Restate the whole of the material. Keep every word, and drop the pictures.

-- start Dataset excerpts --

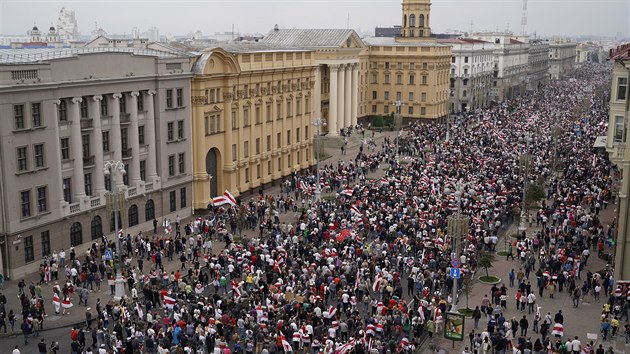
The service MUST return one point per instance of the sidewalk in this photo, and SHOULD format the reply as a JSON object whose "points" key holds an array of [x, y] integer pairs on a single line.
{"points": [[76, 314]]}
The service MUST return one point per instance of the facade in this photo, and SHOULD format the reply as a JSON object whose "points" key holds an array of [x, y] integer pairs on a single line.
{"points": [[511, 54], [619, 153], [538, 60], [561, 58], [471, 74], [253, 106], [67, 112]]}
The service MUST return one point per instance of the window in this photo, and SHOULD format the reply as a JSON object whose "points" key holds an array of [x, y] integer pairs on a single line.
{"points": [[123, 139], [42, 205], [172, 201], [169, 131], [83, 108], [105, 141], [132, 215], [87, 178], [149, 210], [29, 255], [123, 104], [180, 97], [76, 234], [22, 158], [182, 197], [171, 165], [25, 202], [85, 143], [18, 116], [622, 88], [67, 190], [141, 135], [140, 102], [620, 129], [62, 111], [45, 243], [143, 170], [104, 110], [169, 98], [180, 129], [96, 227], [245, 117], [180, 162], [36, 114], [39, 155]]}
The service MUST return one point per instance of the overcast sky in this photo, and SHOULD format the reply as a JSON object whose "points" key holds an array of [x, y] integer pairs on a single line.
{"points": [[546, 17]]}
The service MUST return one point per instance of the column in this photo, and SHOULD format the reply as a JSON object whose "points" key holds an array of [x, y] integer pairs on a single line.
{"points": [[57, 146], [332, 101], [77, 151], [317, 94], [97, 144], [355, 93], [341, 94], [134, 174], [347, 97], [115, 141], [149, 132]]}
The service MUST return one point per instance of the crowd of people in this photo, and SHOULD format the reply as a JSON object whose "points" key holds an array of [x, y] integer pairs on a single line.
{"points": [[367, 271]]}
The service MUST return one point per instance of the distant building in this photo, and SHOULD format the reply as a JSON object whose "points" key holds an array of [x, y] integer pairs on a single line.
{"points": [[68, 111], [538, 60], [561, 58], [387, 31], [67, 26], [471, 73], [619, 152]]}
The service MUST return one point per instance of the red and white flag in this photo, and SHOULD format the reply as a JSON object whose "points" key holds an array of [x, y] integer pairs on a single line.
{"points": [[169, 301], [226, 198], [139, 311]]}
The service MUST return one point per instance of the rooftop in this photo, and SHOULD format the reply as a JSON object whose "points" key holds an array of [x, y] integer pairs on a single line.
{"points": [[39, 55], [308, 38]]}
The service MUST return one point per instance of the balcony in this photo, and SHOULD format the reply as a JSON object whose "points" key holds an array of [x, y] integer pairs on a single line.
{"points": [[88, 161], [127, 153], [86, 124]]}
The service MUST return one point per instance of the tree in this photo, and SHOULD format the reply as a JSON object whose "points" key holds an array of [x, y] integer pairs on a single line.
{"points": [[468, 282], [486, 260]]}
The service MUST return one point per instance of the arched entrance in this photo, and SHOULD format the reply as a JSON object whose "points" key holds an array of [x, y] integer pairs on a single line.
{"points": [[212, 166]]}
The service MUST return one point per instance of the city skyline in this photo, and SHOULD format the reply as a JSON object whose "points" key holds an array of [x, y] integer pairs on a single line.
{"points": [[546, 18]]}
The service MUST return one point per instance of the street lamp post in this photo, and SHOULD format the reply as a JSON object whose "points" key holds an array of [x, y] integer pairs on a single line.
{"points": [[318, 123], [115, 201], [398, 123]]}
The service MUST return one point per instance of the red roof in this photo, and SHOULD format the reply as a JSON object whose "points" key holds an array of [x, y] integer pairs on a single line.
{"points": [[621, 52]]}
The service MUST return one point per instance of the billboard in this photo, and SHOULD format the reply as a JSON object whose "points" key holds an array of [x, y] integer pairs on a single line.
{"points": [[454, 326]]}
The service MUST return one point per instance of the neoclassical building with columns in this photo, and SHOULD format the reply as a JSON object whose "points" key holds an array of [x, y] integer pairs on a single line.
{"points": [[67, 112]]}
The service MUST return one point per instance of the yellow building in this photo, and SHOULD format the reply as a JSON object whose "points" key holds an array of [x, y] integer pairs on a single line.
{"points": [[252, 107], [411, 68]]}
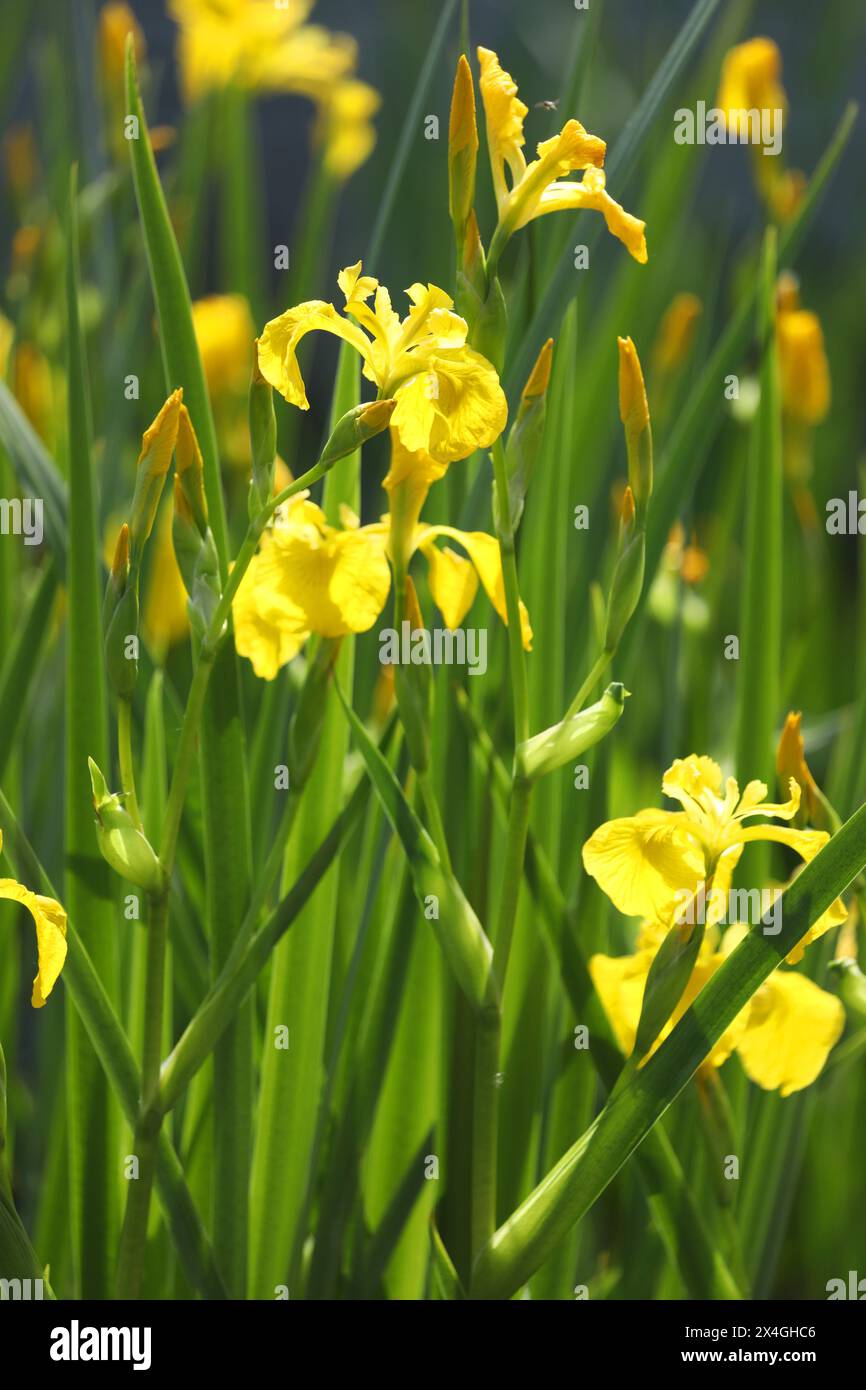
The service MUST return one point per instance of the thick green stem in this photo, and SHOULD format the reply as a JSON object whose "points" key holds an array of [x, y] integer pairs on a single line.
{"points": [[124, 752], [134, 1237]]}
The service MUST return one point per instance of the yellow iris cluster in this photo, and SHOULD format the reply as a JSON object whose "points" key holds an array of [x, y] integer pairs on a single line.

-- end Dataset excerpts --

Task solution:
The service MUST return one point per instance of the sidewalk in this photo, and SHOULD format the reply as a JSON object whose "points" key holds an array of [x, y] integer pairs on a single line.
{"points": [[76, 314]]}
The service MUST return one point per instance of the facade in this photo, and SHOULD format the reply as a JSON object whose "points" key holds an array of [x, y] integer pairs on a single line.
{"points": [[511, 54], [619, 153], [538, 60], [561, 58], [471, 74], [253, 106], [67, 112]]}
The service MUST return one point per instance of the window in this photo, and SHOULD format the reply as a JSON object whose "points" key holds an array of [x, y] integer pairs on a single line.
{"points": [[123, 139], [42, 205], [172, 201], [169, 131], [83, 108], [105, 141], [132, 215], [87, 178], [149, 210], [29, 255], [123, 104], [180, 97], [76, 234], [22, 158], [182, 197], [171, 165], [25, 202], [85, 143], [18, 116], [622, 88], [67, 190], [141, 135], [140, 102], [620, 129], [62, 111], [45, 243], [143, 170], [104, 110], [169, 98], [180, 129], [96, 227], [245, 117], [180, 162], [36, 114], [39, 155]]}
The service MUST return one point per instance of the overcast sky in this photo, and SHOULD format the reply as a JSON object whose "points" key holds an array of [x, y] integer pairs on a single line.
{"points": [[546, 17]]}
The service MUST return one point per instance of the column in this photo, and SHOULD format the reply as a JSON object whose "points" key holds an array of [x, y] integer pairs on a single line.
{"points": [[57, 146], [332, 101], [77, 151], [317, 94], [97, 144], [355, 93], [341, 94], [134, 174], [347, 97], [115, 141], [149, 132]]}
The service MUST return one point per instance of the crowd of people in this photo, and SHOULD format the reply as a JSON object whose "points" key holds an array of [x, y] integer pairs on a single line.
{"points": [[367, 271]]}
The service MUST return one point per instance of the distant building in this photo, and SHOULD format the reply as a JSON object whose "points" key holds an array of [x, y] integer pairs on a single line.
{"points": [[68, 111], [538, 60], [561, 58], [387, 31], [67, 26], [471, 73], [619, 152]]}
The service MUST return one point per instance of the red and white flag in this photo, and SHOULD format the reply as a JSON object whose "points" key holds an array of [x, y] integer pairs on a single line.
{"points": [[169, 301], [226, 198], [139, 311]]}
The service MUST return one point per instance of the rooftop in this photo, and SHOULD format the reply as a JSON object whose "points" key holds an array of [x, y] integer pairs on a single line.
{"points": [[39, 55], [308, 38]]}
The service MUST return one point per instance of the balcony in this photo, and SHOULD format the reply as a JSON object whose "points" key holds an array of [x, y] integer pairs on a single line.
{"points": [[88, 161], [127, 153], [86, 124]]}
The service MUST return one point per instance of the tree in this photo, and SHOULD format the reply as a JSON object whose "points" key holds an array of [x, y] integer pairs on a single line.
{"points": [[468, 282], [486, 260]]}
The service MUST return one point per instance of the arched entrance in this photo, and SHOULD format the reply as a JSON object whose "points" key holds an array of [x, y] integer pairs on a single line.
{"points": [[212, 166]]}
The service MUST return one point per instance of the city skyline in this photo, and SHOULD format the reply as a JSON object whose "points" key holds an array of [x, y] integer pairs on a single line.
{"points": [[546, 18]]}
The service MUST return one point per instance of the street lamp post in this photo, and SHOULD format the reply as a JSON object whose "points" key holds an array of [x, y] integer pairs on a single line.
{"points": [[318, 123], [115, 201], [398, 123]]}
The service MUST return one point per instance of the red roof in this photo, and SHOULD format the reply as a JSON object whose "points" key holds an array of [x, y] integer pairs on a single line.
{"points": [[621, 52]]}
The service MUST return one point per instance of the billboard in this photo, and SHOULD format the reply as a JSON object whose "points" key holds an array of [x, y] integer pairs on a single line.
{"points": [[454, 326]]}
The service MUST return one point per instance of the neoclassical building with columns in this photo, and SHOULD format the reply as a JSON object whose "points" key holds an array of [x, y] integer pairs on a single line.
{"points": [[67, 112]]}
The service MUST return one point per instance of the yellow building in this photo, and SHOULD format the reply as a JSON object whose "points" key holds an array of [x, y] integer pairs on a single line.
{"points": [[252, 107], [411, 68]]}
The service MUST return one point per instance of the thick green stem in this photo, and SHOULD format the reply as a JSON object whose "points" key holds an array of [x, y] integer pairs on a single line.
{"points": [[124, 752], [134, 1237]]}
The service MUST return one point per instance of the yellow iris cluster in this photo, and SHOULD format the reply as a JSON object whose "points" key holds an array of [x, y] integer pairs on a single line.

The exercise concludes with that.